PROVIDED TEXT
◇ ◇ ◇

A book that slowly draws you into its grasp into a time of childhood innocence, of BMX bikes and playing in the local storm water drain, of BBQ’s with the neighbours… a time when kids could be adventurers and start to develop their own identity and work out their place in the world. However all is not quite what it seems, the story told through the eyes of the children in the two families that are spotlighted in this narrative are wise for their age but have not yet learnt how to deal with their wisdom. We watch them struggle to cope with realisations that their family is not quite like everyone else’s and that feelings of love and hate are not mutually exclusive within the family unit.
The story opens with a display of parental teasing and Colt clearly sees the action for what it really is – a display of power over, her reflects; “There’s always some small cruelty, an unpleasant little hoop to be crawled through before what’s good may begin; here is the gift, but first you must guess its colour.” And so even at this early point in the novel Hartnett foreshadows the power plays that will form the crux of this story, power over and manipulation form the structure this narrative is welded to.
This is a finely drawn picture of life in the 70’s in Australian suburbia that does not skimp on domestic detail and family dysfunction. Issues that are “family secrets” are explored and laid bare. I think one of the reasons I felt drawn to this story aside from the poignant characterisations was the ability this narrative had to take me back to my own childhood, I too was a teenager in the 70’s and found life not always that easy. I could empathise with the main characters. I could relate to these times.
This is a disquieting read. The conclusion is confronting.

◇ ◇ ◇

RECORDED INFORMATION

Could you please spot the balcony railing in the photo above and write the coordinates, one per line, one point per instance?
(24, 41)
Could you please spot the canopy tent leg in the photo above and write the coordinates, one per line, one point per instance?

◇ ◇ ◇

GOAL
Answer these questions about the book review.
(a) Through whose eyes is the story told?
(b) What time and place does the novel picture?
(c) What word does the reviewer use to describe the conclusion?
Answer using only the text, not the listing.

SOLVED PROBLEM
(a) Through the eyes of the children in the two families spotlighted in the narrative.
(b) Life in the 70's in Australian suburbia.
(c) Confronting.